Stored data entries

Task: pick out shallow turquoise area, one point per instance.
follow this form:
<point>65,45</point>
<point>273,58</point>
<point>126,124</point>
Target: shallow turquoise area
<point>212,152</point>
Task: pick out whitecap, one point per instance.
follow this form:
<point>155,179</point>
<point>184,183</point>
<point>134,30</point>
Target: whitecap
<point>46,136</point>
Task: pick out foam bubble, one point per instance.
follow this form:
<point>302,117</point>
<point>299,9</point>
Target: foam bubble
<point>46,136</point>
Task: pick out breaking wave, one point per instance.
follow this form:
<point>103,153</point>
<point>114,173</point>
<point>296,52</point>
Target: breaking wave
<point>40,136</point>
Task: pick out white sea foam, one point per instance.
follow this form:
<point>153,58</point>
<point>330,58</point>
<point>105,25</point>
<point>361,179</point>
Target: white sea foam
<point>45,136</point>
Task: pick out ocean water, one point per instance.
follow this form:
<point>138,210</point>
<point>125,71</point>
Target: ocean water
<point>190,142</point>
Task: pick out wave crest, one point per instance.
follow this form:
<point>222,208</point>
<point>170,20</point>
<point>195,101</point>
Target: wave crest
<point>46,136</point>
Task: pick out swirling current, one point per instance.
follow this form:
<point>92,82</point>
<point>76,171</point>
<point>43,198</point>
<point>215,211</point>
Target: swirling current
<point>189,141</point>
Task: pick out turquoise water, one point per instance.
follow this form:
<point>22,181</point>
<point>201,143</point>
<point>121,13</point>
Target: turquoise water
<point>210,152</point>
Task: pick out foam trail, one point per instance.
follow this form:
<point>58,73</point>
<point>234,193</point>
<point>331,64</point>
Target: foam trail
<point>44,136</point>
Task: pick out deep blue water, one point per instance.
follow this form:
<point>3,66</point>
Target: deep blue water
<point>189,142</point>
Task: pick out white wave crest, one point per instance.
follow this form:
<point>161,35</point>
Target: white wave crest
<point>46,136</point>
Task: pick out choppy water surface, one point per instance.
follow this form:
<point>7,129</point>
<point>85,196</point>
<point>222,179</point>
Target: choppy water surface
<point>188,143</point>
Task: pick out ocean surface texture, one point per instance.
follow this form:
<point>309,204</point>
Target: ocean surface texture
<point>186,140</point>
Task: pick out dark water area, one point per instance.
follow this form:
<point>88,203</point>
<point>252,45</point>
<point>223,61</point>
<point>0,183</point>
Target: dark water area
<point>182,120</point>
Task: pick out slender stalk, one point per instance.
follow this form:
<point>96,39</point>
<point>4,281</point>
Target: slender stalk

Task details:
All the records are to be transcribed exactly, with no line missing.

Exercise output:
Task: pick out shallow turquoise area, one point per instance.
follow this form:
<point>65,45</point>
<point>273,58</point>
<point>126,124</point>
Target: shallow turquoise area
<point>212,152</point>
Task: pick out whitecap, one point per instance.
follow this form:
<point>155,179</point>
<point>184,183</point>
<point>134,30</point>
Target: whitecap
<point>46,136</point>
Task: pick out foam bubble, one point per instance.
follow this form:
<point>302,117</point>
<point>299,9</point>
Target: foam bubble
<point>46,136</point>
Task: pick out breaking wave, one point per instance.
follow this form:
<point>103,153</point>
<point>114,173</point>
<point>296,52</point>
Target: breaking wave
<point>40,136</point>
Task: pick out white sea foam, one point per instance.
follow this form:
<point>153,58</point>
<point>330,58</point>
<point>105,25</point>
<point>361,179</point>
Target: white sea foam
<point>45,136</point>
Task: pick out ocean water, one point per instance.
follow this form:
<point>138,210</point>
<point>125,71</point>
Target: ocean water
<point>190,142</point>
Task: pick out wave crest, one point per instance.
follow this form:
<point>222,208</point>
<point>170,20</point>
<point>195,101</point>
Target: wave crest
<point>46,136</point>
Task: pick out swirling current, one point per instance.
follow this form:
<point>92,82</point>
<point>76,171</point>
<point>43,198</point>
<point>215,211</point>
Target: swirling current
<point>189,141</point>
Task: pick out turquoise water, one point per instance.
follow this form:
<point>22,181</point>
<point>201,143</point>
<point>121,13</point>
Target: turquoise water
<point>210,152</point>
Task: pick out foam trail, one point per instance.
follow this form:
<point>58,73</point>
<point>234,193</point>
<point>331,64</point>
Target: foam trail
<point>44,136</point>
Task: pick out deep blue water, one point per instance.
follow this form:
<point>3,66</point>
Target: deep blue water
<point>189,142</point>
Task: pick out white wave crest, one point per instance.
follow this form:
<point>161,35</point>
Target: white wave crest
<point>46,136</point>
Task: pick out choppy water surface, one point per instance.
follow this form:
<point>7,129</point>
<point>85,196</point>
<point>222,179</point>
Target: choppy water surface
<point>188,143</point>
Task: pick out ocean surface texture, one point per instance.
follow this form:
<point>309,204</point>
Target: ocean surface texture
<point>186,140</point>
Task: pick out dark water area, one point per instance.
follow this form:
<point>88,203</point>
<point>252,45</point>
<point>223,61</point>
<point>0,183</point>
Target: dark water area
<point>182,120</point>
Task: pick out slender stalk, one point per instance.
follow this form:
<point>96,39</point>
<point>4,281</point>
Target: slender stalk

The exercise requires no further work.